Задание.
Перепишите текст об Исере Хареле на участке от слов «Харел был абсолютно» до слов «даже отозвать агента.», изменив «Мосаде» на «разведке».

Израильский агент получает свое жалованье так же, как и все остальные служащие в стране. Если он уезжает из страны или живет вне дома, все его расходы после возвращения тщательно контролируются. О своей работе он не может разговаривать даже с друзьями. Это порождает чувство изолированности. Общается агент преимущественно с коллегами, с которыми только и может чувствовать себя относительно свободно. Романтические иллюзии первых лет профессиональной деятельности с годами рассеиваются. Агенты ведут замкнутый образ жизни. Потому для них общение с Исером Харелом, его личное обаяние имели такое большое значение. Ему нечего было предложить своим сотрудникам в награду за их труд. И он вынужден был часто отправлять их на трудные и опасные задания. А они радовались этому, потому что об этом их просил Исер.
В его кабинете стояли письменный стол, стул и кушетка. Это было все. Никаких претензий. Люди, входя в эту комнату, знали, что сейчас он предложит им отправиться на тяжелое задание. Харел вставал, приветствуя вошедшего, предлагал ему расположиться на кушетке. «Вот какая возникла у нас проблема», — начинал он. В эту секунду агент забывал о том, что только сегодня утром обещал жене, что выйдет в отставку и примет предложение своего тестя стать главой семейной фирмы.
Харел был абсолютно честным человеком, можно даже сказать пуритански честным. Ни один человек в Мосаде никогда бы не решился подделать свои счета. Харел бы его немедленно уволил, случись что-нибудь подобное.
Однажды один из агентов завел за границей роман с женщиной-христианкой. В Мосаде об этом стало известно. Сообщили Харелу. Предложили даже отозвать агента.
— Зачем? — спросил Исер, — он же взрослый человек, может и сам о себе позаботиться. Он имеет право и романы заводить.
— Я с вами согласен, — ответил заместитель Харела. — Но его жена может устроить скандал, и у нас у всех будут неприятности.
— Его жена? — искренне удивился Харел. — Так он женат? Для чего же ему понадобилась другая женщина?
Харел не сомневался в том, что его сотрудники честные люди. Будучи честен сам, он ждал того же и от других.
Однако, что все-таки означало это слово «честный» в применении к их деятельности? Харел учил своих людей лгать, обманывать, иногда даже убивать. Отстаивая интересы своего отдела в системе политического аппарата, он действовал всегда столь решительно, что приобрел у своих оппонентов репутацию Аль Капоне. Исер Харел никогда не был склонен к самоанализу. Его не мучила двойственность в подходе к поведению сотрудников. Агентам предписывались высокие моральные стандарты поведения по отношению друг к другу, по отношению к нему самому и к их организации. Но эти стандарты оказывались совсем иными в их работе.

Данные разметки координат

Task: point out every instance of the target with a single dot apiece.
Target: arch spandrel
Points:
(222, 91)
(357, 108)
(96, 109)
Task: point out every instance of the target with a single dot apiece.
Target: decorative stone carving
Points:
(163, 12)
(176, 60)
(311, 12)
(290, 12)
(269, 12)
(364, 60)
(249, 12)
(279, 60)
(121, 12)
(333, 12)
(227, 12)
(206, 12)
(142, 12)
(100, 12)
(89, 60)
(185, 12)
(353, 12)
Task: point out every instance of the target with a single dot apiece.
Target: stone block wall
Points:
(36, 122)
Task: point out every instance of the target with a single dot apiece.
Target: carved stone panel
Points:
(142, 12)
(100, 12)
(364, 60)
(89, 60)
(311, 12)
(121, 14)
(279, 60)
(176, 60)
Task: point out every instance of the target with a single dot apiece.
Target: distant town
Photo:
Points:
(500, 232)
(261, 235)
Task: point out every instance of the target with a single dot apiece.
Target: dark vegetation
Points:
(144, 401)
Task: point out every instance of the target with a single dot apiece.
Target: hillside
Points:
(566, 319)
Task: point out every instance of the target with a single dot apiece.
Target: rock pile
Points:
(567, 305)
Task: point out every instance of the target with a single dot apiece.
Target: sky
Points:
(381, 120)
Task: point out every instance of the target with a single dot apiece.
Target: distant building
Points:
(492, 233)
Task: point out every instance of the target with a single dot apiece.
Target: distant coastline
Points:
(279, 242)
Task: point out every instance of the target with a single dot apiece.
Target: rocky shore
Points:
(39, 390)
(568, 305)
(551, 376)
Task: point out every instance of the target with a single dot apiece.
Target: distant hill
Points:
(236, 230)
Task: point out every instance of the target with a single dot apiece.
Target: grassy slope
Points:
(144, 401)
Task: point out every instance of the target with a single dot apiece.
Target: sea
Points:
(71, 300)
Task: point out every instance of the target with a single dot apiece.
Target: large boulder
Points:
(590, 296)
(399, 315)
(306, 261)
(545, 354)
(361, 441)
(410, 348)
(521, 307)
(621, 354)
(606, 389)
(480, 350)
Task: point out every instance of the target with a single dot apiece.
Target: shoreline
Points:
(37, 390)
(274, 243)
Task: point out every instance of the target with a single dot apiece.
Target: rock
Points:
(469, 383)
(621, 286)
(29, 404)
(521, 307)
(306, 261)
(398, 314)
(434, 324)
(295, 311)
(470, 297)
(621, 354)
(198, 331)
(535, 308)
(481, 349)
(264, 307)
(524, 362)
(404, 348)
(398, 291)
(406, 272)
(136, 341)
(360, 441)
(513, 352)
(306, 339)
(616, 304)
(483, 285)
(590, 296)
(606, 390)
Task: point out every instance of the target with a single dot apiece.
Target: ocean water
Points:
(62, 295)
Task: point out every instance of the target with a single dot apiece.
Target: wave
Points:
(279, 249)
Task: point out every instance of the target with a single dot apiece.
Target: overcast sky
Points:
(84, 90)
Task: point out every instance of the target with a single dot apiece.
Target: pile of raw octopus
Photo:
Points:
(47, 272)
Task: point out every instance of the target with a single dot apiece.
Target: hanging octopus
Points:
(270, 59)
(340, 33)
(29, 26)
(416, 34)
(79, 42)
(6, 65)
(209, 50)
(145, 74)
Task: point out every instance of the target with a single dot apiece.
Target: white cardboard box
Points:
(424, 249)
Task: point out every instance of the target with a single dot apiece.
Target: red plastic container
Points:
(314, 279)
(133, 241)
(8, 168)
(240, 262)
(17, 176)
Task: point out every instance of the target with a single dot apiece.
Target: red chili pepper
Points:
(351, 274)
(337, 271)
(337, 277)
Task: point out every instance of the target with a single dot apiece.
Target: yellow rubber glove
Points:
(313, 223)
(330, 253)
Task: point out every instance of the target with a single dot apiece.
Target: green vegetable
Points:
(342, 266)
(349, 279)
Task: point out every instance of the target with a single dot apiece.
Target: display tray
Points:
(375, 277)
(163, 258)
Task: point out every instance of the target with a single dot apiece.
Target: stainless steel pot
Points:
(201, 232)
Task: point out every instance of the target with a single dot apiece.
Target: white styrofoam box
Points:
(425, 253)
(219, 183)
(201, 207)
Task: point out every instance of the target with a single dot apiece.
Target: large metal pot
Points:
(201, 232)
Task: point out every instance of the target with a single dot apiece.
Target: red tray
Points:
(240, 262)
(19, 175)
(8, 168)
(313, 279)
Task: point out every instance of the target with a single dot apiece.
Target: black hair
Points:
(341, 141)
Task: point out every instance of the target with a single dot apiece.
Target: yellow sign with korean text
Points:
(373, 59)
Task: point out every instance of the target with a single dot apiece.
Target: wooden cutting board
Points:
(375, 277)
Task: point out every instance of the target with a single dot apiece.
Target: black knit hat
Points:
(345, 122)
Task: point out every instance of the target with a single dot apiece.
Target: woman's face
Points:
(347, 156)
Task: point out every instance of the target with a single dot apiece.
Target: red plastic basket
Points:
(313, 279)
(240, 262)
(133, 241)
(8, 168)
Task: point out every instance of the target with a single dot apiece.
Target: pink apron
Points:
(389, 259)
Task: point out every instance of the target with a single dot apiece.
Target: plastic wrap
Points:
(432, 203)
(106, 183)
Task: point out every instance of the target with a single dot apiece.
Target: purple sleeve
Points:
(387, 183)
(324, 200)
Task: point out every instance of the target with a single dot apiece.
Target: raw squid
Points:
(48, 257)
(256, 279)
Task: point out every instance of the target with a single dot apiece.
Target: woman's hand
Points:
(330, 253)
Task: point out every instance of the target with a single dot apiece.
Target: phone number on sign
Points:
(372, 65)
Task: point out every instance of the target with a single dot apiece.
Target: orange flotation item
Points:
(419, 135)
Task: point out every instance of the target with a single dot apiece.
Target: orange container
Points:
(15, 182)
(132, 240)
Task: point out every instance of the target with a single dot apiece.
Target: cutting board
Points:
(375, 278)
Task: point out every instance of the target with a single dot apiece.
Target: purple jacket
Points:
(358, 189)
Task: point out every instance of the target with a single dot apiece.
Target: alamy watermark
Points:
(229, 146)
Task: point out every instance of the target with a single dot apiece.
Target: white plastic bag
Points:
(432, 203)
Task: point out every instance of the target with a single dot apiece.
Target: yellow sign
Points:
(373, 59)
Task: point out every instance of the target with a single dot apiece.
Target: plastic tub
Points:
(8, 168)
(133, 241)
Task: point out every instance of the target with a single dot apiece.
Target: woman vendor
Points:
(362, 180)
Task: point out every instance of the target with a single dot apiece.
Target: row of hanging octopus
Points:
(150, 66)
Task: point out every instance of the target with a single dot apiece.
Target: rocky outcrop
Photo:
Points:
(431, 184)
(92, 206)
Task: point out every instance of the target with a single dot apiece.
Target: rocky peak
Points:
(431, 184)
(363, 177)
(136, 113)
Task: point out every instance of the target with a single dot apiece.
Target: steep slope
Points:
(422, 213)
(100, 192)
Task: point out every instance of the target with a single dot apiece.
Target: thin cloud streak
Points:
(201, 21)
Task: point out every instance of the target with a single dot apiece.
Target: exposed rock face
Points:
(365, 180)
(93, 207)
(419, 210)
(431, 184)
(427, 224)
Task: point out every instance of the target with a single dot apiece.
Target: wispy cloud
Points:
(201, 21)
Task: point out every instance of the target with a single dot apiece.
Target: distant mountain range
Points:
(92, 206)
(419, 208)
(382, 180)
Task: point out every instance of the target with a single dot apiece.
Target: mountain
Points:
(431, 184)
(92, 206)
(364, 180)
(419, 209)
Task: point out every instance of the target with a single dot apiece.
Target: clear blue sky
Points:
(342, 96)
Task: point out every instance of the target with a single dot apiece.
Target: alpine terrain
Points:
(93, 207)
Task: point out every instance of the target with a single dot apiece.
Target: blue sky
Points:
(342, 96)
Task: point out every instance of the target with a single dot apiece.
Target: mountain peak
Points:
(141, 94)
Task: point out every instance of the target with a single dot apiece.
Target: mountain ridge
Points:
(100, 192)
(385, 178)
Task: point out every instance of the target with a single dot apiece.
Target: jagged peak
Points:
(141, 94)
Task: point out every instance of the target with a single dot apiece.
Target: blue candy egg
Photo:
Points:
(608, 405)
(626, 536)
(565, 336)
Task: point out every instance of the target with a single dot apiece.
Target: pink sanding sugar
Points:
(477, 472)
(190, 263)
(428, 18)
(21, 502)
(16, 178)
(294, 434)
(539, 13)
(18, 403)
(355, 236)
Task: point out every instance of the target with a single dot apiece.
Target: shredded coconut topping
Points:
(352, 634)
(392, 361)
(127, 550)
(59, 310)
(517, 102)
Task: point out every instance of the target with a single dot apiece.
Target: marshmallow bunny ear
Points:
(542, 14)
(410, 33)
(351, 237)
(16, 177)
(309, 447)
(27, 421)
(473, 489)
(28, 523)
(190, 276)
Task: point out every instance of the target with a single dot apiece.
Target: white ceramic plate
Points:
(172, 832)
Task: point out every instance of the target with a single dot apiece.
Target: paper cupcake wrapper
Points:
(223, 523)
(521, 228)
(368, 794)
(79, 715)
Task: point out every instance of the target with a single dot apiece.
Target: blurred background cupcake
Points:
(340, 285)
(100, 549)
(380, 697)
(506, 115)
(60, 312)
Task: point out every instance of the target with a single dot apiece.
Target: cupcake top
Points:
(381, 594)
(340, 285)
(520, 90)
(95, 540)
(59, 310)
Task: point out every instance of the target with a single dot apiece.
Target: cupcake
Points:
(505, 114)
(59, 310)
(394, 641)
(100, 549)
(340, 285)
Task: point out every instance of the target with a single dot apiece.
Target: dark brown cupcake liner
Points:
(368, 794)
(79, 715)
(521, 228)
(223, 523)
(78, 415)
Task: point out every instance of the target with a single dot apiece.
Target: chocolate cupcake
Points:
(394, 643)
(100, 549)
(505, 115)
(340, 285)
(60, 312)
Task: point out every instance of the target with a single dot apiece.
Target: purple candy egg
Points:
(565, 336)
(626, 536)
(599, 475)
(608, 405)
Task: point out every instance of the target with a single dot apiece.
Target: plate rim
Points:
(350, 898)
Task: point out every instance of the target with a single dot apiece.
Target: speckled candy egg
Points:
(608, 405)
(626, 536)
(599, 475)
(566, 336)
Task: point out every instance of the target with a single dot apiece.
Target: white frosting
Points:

Правильный ответ.
Харел был абсолютно честным человеком, можно даже сказать пуритански честным. Ни один человек в разведке никогда бы не решился подделать свои счета. Харел бы его немедленно уволил, случись что-нибудь подобное.
Однажды один из агентов завел за границей роман с женщиной-христианкой. В разведке об этом стало известно. Сообщили Харелу. Предложили даже отозвать агента.